Excerpt:
◇ ◇ ◇ ◇

Georgia man who survived plane crash on Tom Cruise movie 'doing well'
ATLANTA - Jimmy Garland is doing something he hasn't done for months. He’s standing up.
"That is an awesome experience,” says Garland.
The Cherokee County native is on the Lokomat machine at Shepherd Center.
Held upright by a harness over a computerized treadmill, guided by his therapy team, Garland is walking, trying to get his paralyzed leg muscles to remember.
"When you're paralyzed like this, you forget everything," he says.
Even though machine is controlling his gait and propelling him forward, this feels like a huge step.
"It felt very exhilarating to see things moving, to be in a walking motion again,” Garland says.
It's been almost six months since a plane crash in mountains of Colombia nearly ended Garland's life.
"By the Grace of God I am still sitting here,” he says.
Garland, was working as a stunt pilot on the Tom Cruise movie Mena, September 11, 2015.
"I don't remember anything the day of the accident," he says.
It was the second-to-the-last day of shooting.
Garland had volunteered to fly out to the set that day, taking the place of another mechanic. Flying home to Medellin, the twin-engine plane carrying Garland and two others crashed into a pasture at the top of a mountain, killing the pilot and another passenger.
Garland was critically injured. He had shattered his T-12 vertebra, broken both ankles, suffered severe cuts on his lower legs, fractured 4 ribs and had a collapsed lung. He had also suffered a brain injury.
Heavily sedated, Garland was stabilized at a Colombian hospital and then airlifted back to Georgia.
"The first recollection I have is waking up at Grady, with them taking me off the breathing machine in Atlanta,” he says.
At Grady Memorial Hospital, Garland's wife and son broke the news. He’d suffered a spinal cord injuries and was paralyzed, his friends did not survive.
"It didn't seem real at the time,” Garland remembers.
Days later, he was transferred to Shepherd Center.
"I was broken up pretty badly in the accident,” he says.

◇ ◇ ◇ ◇

Information given:
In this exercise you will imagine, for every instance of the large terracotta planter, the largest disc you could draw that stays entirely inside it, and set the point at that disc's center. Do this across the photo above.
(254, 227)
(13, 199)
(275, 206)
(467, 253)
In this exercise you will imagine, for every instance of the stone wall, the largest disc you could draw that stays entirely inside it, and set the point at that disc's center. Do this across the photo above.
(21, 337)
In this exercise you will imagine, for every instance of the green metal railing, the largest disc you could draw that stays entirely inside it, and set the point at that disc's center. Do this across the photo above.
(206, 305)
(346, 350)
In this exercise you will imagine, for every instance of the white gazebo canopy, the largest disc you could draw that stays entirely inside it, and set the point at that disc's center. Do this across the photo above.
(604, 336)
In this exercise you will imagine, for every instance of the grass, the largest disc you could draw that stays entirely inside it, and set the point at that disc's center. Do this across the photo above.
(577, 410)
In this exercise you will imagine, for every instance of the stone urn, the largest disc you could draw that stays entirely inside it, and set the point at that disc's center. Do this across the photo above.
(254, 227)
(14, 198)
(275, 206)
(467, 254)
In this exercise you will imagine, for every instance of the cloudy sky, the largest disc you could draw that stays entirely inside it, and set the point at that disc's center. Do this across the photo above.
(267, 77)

◇ ◇ ◇ ◇

Tasks to complete:
(A) Decide whether each statement below agrees with the article on Jimmy Garland. Answer yes or no for each and quote the words of the article that settle it.
(i) Garland remembers the day of the accident.
(ii) The crash took place on the final day of shooting.
(iii) Garland was stabilized at a Colombian hospital before being flown back to Georgia.
(B) Using the article on Jimmy Garland, answer each question briefly.
(i) What machine is Garland on at Shepherd Center?
(ii) How many ribs did Garland fracture?
(iii) What is the first thing Garland recalls after the crash?

Completed exercise:
(A)
(i) No: "I don't remember anything the day of the accident"
(ii) No: "It was the second-to-the-last day of shooting."
(iii) Yes: "Garland was stabilized at a Colombian hospital and then airlifted back to Georgia."

(B)
(i) The Lokomat machine.
(ii) Four.
(iii) Waking up at Grady in Atlanta as they took him off the breathing machine.